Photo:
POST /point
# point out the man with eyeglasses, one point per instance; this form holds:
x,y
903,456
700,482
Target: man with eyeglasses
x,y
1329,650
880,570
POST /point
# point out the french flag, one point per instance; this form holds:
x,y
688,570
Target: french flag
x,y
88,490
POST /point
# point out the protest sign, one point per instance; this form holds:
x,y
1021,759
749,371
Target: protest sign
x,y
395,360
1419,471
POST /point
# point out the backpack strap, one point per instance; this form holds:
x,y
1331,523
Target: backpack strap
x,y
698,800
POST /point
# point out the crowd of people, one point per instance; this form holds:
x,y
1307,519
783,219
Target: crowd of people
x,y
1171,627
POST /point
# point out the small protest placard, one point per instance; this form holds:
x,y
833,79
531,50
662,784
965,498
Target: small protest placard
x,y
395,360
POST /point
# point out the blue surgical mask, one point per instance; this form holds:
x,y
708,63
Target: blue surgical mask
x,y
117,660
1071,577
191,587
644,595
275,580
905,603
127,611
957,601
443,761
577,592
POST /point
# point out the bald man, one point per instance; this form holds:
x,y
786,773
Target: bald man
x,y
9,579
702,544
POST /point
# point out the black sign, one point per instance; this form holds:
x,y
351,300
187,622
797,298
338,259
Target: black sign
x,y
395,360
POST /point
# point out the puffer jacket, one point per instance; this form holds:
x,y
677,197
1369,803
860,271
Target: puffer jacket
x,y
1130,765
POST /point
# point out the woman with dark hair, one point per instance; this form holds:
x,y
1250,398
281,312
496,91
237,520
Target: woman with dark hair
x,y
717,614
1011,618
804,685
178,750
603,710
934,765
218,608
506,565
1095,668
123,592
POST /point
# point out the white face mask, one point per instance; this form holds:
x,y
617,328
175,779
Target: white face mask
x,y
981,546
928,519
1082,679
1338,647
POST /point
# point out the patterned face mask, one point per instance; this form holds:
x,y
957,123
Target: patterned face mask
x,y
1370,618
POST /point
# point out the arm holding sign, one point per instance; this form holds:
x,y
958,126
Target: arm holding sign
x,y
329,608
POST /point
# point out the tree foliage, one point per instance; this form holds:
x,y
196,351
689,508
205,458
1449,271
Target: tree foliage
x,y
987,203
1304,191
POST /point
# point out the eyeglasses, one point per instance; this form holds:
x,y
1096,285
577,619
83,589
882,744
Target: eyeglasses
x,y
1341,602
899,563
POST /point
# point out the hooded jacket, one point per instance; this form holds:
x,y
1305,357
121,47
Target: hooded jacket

PROBLEM DETAILS
Copy out each line of the records where the word "hooded" appears.

SOLUTION TO THIS EXERCISE
# point out the hooded jacket, one point per instance; this form holds:
Target: hooded jacket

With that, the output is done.